Textauszug:
DORTMUND/HAMM. Der Kollege riecht nach Alkohol, jeder weiß, dass er reichlich trinkt. Problem: Der Elektriker hantiert auch in nicht-nüchternem Zustand mit Starkstrom und wird immer mehr zum Risiko für alle in dem sauerländischen Unternehmen. Ein typischer Fall, wie ihn Adelheid Kraft-Malycha schildert. „Eine Fülle von Arbeitsenergie wird dadurch lahmgelegt“, sagt die Arbeitsmedizinerin.

Die Deutsche Hauptstelle für Suchtfragen (DHS) geht davon aus, dass bis zu zehn Prozent der Beschäftigten bundesweit Alkohol in problematischen Mengen trinken. In der Gesamtbevölkerung seien es rund 15 Prozent mit riskantem Alkoholkonsum.

„Wir haben es mit erheblichen Ausmaßen zu tun. Es ist wichtig, zu handeln – für Betriebe und für uns als Gesellschaft“, betont Peter Raiser von der DHS, die die Aktionswoche Alkohol ins Leben gerufen hat. Sie startet in diesem Jahr ab dem 18. Mai mit dem Schwerpunkt „Kein Alkohol am Arbeitsplatz“.

Wer ist von Alkoholproblemen betroffen?

„Gefährdet sind alle gleichermaßen, Mitarbeiter wie Vorgesetzte“, betont Kraft-Malycha, Leitende Ärztin der Arbeitsmedizinischen und Sicherheitstechnischen Dienste in Dortmund. Jobs mit hohem Stressfaktor oder leichtem Zugang zu Rauschmitteln – Kliniken, Gastronomie oder Nahrungsmittelproduktion – könnten Alkoholkonsum womöglich befördern.

Gravierende Folgen alkoholbedingter Fehler drohten vor allem bei sensiblen Tätigkeiten oder in Hochsicherheitsbereichen.

Wie erkennt man, dass Mitarbeiter problematisch trinken?

Als Warnsignale nennt Kraft-Malycha: „Jemand reagiert überaffektiv, ohne ersichtlichen Grund stark aufbrausend, beleidigend auch gegenüber Kunden. Das äußere Erscheinungsbild ändert sich von ungepflegt bis überkandidelt.“

Suchtexperte Raiser stellt klar: „Alkohol am Arbeitsplatz ist ein Sicherheitsrisiko. Schon geringe Mengen führen zu sinkender Konzentration, zu abnehmender Leistungsfähigkeit und erschweren die Koordination.“ Die Unfallgefahr steige, nicht nur beim Bedienen von Fahrzeugen oder Maschinen. Die Qualität der Arbeit leide.

Auflistung:
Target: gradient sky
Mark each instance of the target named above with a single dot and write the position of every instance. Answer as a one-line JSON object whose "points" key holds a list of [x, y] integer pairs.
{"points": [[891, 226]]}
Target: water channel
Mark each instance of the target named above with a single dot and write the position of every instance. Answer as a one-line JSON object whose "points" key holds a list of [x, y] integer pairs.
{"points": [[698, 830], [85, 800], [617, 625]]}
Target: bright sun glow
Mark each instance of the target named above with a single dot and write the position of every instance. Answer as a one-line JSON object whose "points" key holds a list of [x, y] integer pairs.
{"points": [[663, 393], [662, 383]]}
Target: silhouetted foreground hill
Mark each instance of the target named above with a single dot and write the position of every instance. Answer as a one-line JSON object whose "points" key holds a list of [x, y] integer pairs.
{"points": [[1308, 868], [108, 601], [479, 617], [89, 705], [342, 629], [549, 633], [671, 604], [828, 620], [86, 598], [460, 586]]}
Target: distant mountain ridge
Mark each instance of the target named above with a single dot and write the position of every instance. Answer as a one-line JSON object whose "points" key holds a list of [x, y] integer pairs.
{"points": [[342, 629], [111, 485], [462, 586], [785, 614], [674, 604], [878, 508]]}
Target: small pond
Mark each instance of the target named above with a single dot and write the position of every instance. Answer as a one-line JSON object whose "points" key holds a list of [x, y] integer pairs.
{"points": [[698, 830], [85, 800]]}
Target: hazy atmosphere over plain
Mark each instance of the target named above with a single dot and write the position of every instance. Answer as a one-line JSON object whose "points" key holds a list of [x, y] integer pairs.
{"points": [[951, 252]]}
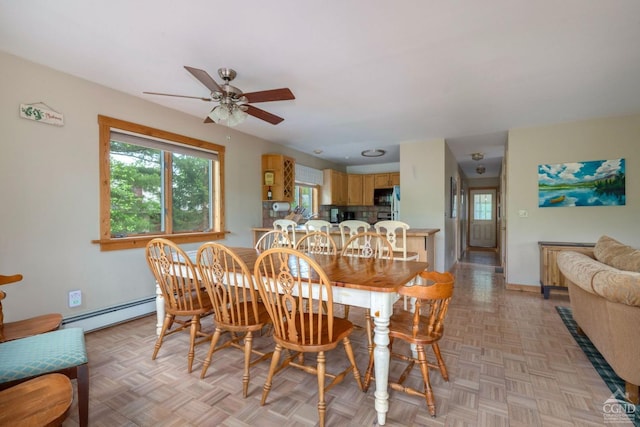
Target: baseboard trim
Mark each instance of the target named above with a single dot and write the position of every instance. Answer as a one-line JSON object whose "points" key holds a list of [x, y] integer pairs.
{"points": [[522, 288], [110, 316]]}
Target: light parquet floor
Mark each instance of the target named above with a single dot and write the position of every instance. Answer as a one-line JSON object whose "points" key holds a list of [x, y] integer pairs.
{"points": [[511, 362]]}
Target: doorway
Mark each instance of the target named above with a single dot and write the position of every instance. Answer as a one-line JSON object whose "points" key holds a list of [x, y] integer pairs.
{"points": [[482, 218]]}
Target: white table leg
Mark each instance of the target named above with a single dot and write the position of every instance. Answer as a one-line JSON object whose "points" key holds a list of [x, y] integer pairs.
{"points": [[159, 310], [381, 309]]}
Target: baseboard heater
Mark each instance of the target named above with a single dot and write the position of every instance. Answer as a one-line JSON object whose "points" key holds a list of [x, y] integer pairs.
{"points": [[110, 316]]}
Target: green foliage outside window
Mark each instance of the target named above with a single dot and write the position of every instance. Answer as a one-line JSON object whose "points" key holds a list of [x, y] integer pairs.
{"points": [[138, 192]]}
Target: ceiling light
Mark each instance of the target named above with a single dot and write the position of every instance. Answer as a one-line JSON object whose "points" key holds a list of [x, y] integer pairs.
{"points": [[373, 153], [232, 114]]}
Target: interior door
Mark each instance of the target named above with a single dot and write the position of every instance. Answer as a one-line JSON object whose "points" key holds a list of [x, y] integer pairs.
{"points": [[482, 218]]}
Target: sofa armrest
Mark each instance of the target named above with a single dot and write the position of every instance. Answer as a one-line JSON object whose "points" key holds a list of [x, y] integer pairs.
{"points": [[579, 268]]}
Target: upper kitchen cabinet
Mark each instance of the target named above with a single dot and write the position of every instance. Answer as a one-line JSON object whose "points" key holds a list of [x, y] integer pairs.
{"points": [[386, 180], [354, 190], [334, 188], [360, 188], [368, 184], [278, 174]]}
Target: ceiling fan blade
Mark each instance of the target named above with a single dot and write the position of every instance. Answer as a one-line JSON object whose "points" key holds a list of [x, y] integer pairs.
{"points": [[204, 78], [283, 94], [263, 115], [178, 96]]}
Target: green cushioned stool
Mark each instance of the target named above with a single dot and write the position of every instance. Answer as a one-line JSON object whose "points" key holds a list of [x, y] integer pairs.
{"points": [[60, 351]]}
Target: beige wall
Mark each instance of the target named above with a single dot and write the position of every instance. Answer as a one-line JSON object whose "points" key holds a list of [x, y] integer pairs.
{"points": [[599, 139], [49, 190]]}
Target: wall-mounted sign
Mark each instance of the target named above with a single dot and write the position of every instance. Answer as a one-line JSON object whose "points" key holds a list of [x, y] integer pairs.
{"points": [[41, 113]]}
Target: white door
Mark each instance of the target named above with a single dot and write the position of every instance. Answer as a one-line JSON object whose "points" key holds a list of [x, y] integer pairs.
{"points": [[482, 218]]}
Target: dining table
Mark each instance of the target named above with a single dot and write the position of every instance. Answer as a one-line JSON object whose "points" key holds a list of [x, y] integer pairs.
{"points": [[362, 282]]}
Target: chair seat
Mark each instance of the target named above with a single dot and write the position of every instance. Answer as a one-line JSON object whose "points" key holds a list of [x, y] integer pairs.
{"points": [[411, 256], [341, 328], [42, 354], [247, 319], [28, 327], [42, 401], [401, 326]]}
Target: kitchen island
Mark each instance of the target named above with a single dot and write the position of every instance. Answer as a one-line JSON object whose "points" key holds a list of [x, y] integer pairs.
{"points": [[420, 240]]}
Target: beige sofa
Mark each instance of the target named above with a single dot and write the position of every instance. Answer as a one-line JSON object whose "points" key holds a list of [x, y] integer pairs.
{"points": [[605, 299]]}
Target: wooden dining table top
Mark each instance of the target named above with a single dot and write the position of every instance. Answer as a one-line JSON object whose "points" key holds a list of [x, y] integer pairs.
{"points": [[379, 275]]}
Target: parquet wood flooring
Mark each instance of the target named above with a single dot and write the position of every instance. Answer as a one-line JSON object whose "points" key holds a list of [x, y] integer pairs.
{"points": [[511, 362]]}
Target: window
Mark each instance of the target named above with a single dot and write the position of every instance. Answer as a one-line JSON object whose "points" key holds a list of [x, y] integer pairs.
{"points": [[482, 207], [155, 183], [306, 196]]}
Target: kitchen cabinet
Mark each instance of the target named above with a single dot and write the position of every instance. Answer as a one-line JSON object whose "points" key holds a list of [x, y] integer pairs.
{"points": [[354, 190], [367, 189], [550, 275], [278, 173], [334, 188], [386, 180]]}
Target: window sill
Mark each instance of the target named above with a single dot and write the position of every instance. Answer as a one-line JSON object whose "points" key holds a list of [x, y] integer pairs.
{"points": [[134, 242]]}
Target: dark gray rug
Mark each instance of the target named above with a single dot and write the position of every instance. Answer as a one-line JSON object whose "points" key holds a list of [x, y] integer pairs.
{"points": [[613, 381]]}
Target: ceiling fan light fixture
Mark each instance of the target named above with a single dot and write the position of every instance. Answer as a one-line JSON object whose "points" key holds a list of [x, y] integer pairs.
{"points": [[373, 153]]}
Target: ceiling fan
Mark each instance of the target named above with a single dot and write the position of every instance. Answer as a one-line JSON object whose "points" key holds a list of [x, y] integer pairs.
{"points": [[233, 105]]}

--

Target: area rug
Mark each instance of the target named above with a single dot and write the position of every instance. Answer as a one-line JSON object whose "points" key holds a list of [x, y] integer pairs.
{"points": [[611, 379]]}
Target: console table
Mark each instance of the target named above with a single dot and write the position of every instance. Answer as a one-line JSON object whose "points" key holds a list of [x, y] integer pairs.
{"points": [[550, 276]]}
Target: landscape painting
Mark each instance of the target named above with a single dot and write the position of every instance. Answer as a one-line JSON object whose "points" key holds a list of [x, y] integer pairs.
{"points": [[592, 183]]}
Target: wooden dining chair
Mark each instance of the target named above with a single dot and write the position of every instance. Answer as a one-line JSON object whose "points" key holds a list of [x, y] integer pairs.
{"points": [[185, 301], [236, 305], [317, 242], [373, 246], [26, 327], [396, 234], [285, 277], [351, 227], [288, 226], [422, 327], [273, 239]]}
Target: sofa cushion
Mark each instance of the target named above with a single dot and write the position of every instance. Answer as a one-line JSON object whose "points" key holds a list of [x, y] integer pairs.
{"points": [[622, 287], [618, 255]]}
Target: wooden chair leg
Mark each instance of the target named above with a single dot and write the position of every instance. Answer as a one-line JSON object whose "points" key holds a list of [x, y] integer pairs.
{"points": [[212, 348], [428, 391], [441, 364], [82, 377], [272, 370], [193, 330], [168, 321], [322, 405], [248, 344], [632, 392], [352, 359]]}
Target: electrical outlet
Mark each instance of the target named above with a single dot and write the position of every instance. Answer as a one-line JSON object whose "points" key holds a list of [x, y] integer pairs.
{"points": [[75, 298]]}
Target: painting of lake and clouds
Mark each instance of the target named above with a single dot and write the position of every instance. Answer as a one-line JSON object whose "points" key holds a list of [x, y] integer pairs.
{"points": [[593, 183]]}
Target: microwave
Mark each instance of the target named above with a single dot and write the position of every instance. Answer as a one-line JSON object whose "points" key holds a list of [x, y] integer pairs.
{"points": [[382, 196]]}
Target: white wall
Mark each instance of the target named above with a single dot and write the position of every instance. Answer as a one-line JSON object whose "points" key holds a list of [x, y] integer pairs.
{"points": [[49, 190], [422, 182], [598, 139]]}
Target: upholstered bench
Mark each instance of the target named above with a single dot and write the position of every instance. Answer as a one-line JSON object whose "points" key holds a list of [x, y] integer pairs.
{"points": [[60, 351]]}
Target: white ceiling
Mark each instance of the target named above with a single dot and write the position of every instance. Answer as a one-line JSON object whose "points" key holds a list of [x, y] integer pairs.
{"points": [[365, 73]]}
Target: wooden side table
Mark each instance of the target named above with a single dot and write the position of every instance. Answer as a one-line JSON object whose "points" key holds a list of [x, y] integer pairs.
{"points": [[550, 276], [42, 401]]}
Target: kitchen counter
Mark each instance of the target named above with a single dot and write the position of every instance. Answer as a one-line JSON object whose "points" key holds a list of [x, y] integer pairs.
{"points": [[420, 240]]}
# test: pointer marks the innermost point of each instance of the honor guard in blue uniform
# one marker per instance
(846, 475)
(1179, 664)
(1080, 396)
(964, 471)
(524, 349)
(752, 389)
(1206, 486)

Aufgabe A: Prüfen Sie, ob die folgenden Aussagen mit dem Textauszug über Alkohol am Arbeitsplatz übereinstimmen, und belegen Sie jedes Ja oder Nein mit den entscheidenden Worten des Textes als wörtlichem Zitat: (i) Laut DHS trinken bis zu zehn Prozent der Beschäftigten bundesweit Alkohol in problematischen Mengen. (ii) Die Aktionswoche Alkohol beginnt in diesem Jahr am 18. Juni. (iii) Kraft-Malycha hält Vorgesetzte für weniger gefährdet als Mitarbeiter.
Aufgabe B: Geben Sie den Absatz des Textauszugs über Alkohol am Arbeitsplatz, der mit „Suchtexperte Raiser stellt klar“ beginnt, als Stichpunktliste wieder und behalten Sie dabei seine wesentlichen Aussagen bei.

Lösung A:
(i) Ja: „Die Deutsche Hauptstelle für Suchtfragen (DHS) geht davon aus, dass bis zu zehn Prozent der Beschäftigten bundesweit Alkohol in problematischen Mengen trinken.“
(ii) Nein: „Sie startet in diesem Jahr ab dem 18. Mai“
(iii) Nein: „Gefährdet sind alle gleichermaßen, Mitarbeiter wie Vorgesetzte“

Lösung B:
- Laut Suchtexperte Raiser ist Alkohol am Arbeitsplatz ein Sicherheitsrisiko.
- Schon geringe Mengen senken Konzentration und Leistungsfähigkeit und erschweren die Koordination.
- Die Unfallgefahr steigt, nicht nur beim Bedienen von Fahrzeugen oder Maschinen.
- Die Qualität der Arbeit leidet.